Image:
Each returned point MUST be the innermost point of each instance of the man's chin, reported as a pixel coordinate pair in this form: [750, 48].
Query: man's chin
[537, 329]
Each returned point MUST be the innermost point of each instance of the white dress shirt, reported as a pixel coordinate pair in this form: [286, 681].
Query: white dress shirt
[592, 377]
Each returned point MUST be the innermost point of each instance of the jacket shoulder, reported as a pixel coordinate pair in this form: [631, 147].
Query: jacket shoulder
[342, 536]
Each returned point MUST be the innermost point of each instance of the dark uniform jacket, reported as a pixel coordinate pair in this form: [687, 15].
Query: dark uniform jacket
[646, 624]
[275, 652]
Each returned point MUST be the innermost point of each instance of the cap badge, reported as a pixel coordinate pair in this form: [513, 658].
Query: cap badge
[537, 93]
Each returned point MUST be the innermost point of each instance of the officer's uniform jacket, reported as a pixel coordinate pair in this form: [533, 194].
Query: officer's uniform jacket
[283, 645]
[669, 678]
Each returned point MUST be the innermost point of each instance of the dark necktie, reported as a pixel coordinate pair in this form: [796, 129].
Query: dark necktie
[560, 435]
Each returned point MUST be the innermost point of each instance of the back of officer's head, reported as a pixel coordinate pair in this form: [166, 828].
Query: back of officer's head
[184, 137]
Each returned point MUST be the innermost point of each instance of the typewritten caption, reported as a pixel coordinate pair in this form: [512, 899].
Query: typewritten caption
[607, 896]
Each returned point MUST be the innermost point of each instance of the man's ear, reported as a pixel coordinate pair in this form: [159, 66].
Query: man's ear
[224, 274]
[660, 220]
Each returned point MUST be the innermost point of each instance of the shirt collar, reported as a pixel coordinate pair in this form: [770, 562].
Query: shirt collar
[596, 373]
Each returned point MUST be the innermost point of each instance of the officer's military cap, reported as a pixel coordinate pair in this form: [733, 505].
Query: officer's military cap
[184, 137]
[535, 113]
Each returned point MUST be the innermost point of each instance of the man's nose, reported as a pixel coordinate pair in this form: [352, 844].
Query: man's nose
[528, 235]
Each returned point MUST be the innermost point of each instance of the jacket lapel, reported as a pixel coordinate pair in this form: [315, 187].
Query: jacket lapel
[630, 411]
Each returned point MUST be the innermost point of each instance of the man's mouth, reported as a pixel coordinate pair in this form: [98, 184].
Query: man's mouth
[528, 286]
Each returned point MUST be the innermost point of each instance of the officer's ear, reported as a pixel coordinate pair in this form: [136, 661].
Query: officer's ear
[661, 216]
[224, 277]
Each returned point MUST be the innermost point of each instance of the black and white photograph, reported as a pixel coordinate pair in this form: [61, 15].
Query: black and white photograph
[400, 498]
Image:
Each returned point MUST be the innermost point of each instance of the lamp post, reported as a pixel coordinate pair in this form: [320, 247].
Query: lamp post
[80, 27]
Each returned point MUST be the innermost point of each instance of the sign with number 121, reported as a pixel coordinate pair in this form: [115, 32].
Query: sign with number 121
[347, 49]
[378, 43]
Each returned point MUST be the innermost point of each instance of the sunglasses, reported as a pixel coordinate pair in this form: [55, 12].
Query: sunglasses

• Task description
Reproduce the data word for word, starting at the line that contains "form: [55, 12]." and ending at the final line of the data.

• Solution to the exercise
Each returned point MUST be the innermost point of each instance of the sunglasses, reported as a pixel coordinate pair in this form: [55, 12].
Query: sunglasses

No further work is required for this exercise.